→ **What to work on**:
Reproduce the listing below character for character, leaving out the pictures.

→ **Given data**:
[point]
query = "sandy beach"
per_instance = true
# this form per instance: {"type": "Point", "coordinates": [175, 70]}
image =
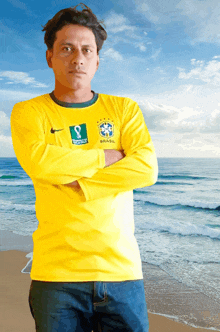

→ **Result for this exercise**:
[point]
query = "sandy beach"
per_instance = true
# this form per instance: {"type": "Point", "coordinates": [175, 70]}
image =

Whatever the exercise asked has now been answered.